■ Excerpt:

━━━━━━━━━━━━━━━━━━━━━━━━━━━━━━

# [SOLVED] Can not uninstall Cyberlink suite.



## drosera01 (Nov 7, 2006)

Hello,
I got Cyberlink DVD suite preinstalled on my HP laptop and i want to get rid of it but no success. I tried to use Add/remove but it kept throwing a lot of blue uninstall icons on taskbar and nothing happened. (may be about 30 of same kind and was increasing) i finally had to shut down the computer without uninstall. Then I tried Revo Uninstaller, same thing happened when it tried to uninstall. 
I searched around on net and found one tool supposed to be from Cyberlink to uninstall. Unfortunategly, it runs DOS programs and ask permission to run, display uninstalled successfully messages in seconds (in fact 7-8 times). 
Now, Non of the cyberlink programs are listed on Add/Remove and Revo unintaller also can not list the program but all of its components, DVD suite, Power2Go, label printer and Power director are all there. 
At first I though they are just the leftover icons/files but no they are the full programs when i click it runs the full program.
How can i completely uninstall it from my computer.
I am running Windows 7, 64x bit on this laptop.
Thanks a lot in advance.


----------



## jcgriff2 (Sep 30, 2007)

*Re: Can not uninstall Cyberlink suite.*

Try Revo free - http://www.revouninstaller.com/revo_uninstaller_free_download.html


----------



## drosera01 (Nov 7, 2006)

*Re: Can not uninstall Cyberlink suite.*

Hi there,
Thanks for reply. Would you please read detail of my original post one more time. I already have Revo Uninstaller and tried it but that did not help. Now as program is not being listed on REVO list of installed programs, how can i use REVO to uninstall?
Thanks again.


jcgriff2 said:


> Try Revo free - http://www.revouninstaller.com/revo_uninstaller_free_download.html


----------



## jcgriff2 (Sep 30, 2007)

*Re: Can not uninstall Cyberlink suite.*

Run Windows System restore - choose restore point prior to initial Cyberlink uninstall via *appwiz.cpl* - 
START | type *rstrui*

Then see if Revo can remove it.

━━━━━━━━━━━━━━━━━━━━━━━━━━━━━━

■ Dataset excerpts:
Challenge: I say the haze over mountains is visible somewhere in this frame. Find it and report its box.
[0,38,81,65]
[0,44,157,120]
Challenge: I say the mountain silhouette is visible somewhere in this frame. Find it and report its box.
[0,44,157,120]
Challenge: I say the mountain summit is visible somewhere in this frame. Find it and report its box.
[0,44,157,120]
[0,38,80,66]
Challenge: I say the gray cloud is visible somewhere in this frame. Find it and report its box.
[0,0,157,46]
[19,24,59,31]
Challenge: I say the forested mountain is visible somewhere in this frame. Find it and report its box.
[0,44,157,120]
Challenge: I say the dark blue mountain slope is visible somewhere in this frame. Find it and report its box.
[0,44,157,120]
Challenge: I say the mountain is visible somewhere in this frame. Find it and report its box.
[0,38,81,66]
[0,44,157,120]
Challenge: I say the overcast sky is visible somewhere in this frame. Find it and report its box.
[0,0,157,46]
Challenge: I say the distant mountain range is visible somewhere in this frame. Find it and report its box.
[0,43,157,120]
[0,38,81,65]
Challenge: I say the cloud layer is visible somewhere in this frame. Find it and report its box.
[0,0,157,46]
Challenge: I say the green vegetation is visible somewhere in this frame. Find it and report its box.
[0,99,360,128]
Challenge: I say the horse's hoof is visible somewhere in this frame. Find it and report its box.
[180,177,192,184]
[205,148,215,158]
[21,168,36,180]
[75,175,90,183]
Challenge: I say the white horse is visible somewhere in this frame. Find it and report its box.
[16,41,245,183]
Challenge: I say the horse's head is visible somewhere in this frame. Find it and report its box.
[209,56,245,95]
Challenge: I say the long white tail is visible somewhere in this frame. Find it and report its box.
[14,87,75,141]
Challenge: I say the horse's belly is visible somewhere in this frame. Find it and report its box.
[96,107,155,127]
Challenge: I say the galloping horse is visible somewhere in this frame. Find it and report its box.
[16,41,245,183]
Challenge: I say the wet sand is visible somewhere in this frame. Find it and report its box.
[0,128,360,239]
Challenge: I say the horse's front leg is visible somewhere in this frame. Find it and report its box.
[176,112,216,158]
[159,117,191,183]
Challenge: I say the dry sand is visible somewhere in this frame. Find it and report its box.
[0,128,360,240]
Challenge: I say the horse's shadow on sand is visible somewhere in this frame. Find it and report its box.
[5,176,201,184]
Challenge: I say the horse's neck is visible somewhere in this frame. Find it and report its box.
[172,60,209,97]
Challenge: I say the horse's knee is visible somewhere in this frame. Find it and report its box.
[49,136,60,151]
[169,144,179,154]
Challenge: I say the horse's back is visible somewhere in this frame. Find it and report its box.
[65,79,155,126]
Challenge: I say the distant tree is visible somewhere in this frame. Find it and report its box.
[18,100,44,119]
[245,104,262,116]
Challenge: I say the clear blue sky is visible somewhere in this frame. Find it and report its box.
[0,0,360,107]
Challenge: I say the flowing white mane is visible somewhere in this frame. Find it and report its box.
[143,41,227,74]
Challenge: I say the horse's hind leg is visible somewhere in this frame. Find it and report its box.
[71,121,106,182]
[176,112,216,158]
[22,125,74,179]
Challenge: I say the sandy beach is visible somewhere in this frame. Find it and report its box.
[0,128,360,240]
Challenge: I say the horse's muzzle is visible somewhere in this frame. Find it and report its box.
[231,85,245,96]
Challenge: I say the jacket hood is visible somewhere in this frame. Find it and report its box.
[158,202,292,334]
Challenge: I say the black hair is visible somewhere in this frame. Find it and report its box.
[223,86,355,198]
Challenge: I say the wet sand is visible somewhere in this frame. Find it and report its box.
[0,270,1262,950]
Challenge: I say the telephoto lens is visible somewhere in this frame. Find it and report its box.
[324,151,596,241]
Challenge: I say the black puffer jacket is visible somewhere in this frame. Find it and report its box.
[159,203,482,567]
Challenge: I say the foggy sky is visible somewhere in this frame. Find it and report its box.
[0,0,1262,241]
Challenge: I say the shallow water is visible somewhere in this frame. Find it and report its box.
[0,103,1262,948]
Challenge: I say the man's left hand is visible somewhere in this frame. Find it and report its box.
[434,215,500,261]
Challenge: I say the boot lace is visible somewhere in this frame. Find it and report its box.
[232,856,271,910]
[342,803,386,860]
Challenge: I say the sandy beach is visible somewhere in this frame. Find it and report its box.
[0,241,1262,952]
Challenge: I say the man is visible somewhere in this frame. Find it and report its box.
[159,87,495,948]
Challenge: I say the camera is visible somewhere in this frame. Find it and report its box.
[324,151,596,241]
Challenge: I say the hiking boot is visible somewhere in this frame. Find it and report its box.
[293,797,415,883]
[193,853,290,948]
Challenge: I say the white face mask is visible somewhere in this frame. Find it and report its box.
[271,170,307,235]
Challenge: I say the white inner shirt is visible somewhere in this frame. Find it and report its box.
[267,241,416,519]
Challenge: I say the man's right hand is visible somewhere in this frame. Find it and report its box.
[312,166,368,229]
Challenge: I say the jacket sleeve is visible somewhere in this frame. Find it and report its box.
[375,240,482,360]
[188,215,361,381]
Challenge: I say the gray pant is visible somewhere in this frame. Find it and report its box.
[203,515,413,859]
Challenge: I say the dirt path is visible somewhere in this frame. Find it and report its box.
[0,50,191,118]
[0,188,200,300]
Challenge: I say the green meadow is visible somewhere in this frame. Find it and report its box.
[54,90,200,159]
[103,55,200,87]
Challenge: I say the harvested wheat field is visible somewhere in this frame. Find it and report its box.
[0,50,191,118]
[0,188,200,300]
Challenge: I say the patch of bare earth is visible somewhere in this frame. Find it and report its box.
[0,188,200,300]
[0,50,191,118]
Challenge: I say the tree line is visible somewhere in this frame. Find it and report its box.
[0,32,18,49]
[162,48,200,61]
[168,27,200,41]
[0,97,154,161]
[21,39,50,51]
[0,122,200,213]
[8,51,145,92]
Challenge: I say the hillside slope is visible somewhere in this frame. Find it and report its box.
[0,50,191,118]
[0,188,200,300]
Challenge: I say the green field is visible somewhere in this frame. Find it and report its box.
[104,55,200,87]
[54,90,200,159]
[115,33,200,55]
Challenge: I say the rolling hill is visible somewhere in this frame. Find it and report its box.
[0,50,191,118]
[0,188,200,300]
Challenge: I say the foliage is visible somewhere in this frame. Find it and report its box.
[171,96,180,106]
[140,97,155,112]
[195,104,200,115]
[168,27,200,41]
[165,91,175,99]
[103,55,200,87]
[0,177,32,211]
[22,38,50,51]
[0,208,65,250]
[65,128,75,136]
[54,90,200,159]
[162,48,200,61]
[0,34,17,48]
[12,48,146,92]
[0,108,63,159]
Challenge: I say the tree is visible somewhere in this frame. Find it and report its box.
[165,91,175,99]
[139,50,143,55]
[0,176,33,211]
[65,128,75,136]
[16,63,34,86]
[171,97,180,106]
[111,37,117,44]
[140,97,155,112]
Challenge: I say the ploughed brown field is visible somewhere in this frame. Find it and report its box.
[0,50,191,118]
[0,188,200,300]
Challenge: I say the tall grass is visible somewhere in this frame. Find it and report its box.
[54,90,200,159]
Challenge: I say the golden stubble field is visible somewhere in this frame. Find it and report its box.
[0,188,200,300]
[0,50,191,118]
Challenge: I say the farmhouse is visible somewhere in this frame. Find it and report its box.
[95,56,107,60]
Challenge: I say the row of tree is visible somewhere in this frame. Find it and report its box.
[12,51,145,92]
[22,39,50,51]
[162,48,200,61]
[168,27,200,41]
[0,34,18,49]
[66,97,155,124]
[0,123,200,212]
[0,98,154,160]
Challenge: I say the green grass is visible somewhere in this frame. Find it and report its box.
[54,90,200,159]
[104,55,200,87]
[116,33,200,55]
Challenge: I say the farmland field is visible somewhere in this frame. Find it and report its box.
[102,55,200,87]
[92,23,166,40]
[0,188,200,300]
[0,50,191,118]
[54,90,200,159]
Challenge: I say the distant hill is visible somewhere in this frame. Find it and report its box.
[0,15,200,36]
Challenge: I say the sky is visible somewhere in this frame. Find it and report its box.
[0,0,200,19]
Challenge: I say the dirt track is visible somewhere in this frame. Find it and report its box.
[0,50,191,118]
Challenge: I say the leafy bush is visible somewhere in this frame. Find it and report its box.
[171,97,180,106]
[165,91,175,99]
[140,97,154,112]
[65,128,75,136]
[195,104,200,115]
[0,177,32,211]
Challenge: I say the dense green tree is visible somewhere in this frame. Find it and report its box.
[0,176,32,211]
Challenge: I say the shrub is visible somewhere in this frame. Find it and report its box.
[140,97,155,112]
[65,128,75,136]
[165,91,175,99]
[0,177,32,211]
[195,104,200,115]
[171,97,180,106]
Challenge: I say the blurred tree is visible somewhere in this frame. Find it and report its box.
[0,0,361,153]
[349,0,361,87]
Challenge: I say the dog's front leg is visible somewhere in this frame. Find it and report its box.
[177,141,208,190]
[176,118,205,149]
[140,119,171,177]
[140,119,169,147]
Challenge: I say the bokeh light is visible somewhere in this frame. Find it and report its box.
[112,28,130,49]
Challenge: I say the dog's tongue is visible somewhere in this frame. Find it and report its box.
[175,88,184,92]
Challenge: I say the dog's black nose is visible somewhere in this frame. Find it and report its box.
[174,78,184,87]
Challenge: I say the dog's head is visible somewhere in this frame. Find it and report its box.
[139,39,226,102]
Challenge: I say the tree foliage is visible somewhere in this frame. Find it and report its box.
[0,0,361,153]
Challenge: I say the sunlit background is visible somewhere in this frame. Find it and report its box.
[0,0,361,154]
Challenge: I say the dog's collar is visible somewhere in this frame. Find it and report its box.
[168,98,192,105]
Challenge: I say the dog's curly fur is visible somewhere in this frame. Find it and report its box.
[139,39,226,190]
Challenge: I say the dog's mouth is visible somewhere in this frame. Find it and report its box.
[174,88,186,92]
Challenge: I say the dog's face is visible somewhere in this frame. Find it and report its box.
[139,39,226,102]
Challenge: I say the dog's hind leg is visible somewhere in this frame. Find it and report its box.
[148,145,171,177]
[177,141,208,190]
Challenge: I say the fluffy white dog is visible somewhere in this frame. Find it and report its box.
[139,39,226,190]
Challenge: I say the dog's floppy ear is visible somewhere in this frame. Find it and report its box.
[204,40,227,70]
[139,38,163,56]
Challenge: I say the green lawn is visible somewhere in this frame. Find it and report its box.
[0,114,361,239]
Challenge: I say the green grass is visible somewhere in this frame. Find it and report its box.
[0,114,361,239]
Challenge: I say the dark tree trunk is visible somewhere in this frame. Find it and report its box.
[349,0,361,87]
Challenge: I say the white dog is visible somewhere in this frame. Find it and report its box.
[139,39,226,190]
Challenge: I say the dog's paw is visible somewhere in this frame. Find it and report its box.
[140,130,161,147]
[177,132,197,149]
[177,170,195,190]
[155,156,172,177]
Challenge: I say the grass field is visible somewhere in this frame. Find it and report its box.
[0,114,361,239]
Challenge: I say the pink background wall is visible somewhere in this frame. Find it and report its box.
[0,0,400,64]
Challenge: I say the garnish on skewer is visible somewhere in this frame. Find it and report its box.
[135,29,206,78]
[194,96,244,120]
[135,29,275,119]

━━━━━━━━━━━━━━━━━━━━━━━━━━━━━━

■ Actions to take:
(1) In the Cyberlink uninstall thread, what does the final reply say to type after START to launch System Restore?
(2) Retype the Cyberlink uninstall thread from "At first I though" to "from my computer." without any changes.
The data has no connection to the Cyberlink uninstall thread.

■ Problem solutions:
(1) rstrui

(2)
At first I though they are just the leftover icons/files but no they are the full programs when i click it runs the full program.
How can i completely uninstall it from my computer.